▶ _EXTRACT_
583. Delete Operation for Two Strings (Medium)

Given two strings word1 and word2, return the minimum number of steps required to make word1 and word2 the same.

In one step, you can delete exactly one character in either string.

 

Example 1:

Input: word1 = "sea", word2 = "eat"
Output: 2
Explanation: You need one step to make "sea" to "ea" and another step to make "eat" to "ea".

Example 2:

Input: word1 = "leetcode", word2 = "etco"
Output: 4

 

Constraints:

  • 1 <= word1.length, word2.length <= 500
  • word1 and word2 consist of only lowercase English letters.

Related Topics:
String, Dynamic Programming

Similar Questions:

Solution 1. Longest Common Subsequence

A variation of LCS problem. The result should be M + N - 2 * len(LCS).

▶ _DATA PROVIDED_
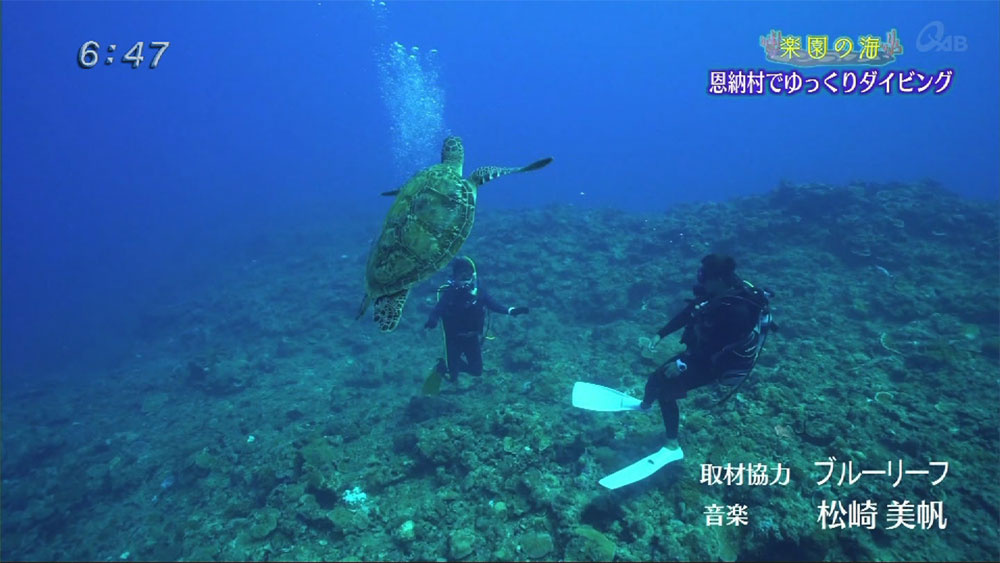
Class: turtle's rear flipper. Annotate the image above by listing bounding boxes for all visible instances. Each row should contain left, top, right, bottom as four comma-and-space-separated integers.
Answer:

▶ _DO THIS_
In the Delete Operation for Two Strings extract, what formula does Solution 1 give for the result?

▶ _ANSWER TO THE EXERCISE_
M + N - 2 * len(LCS)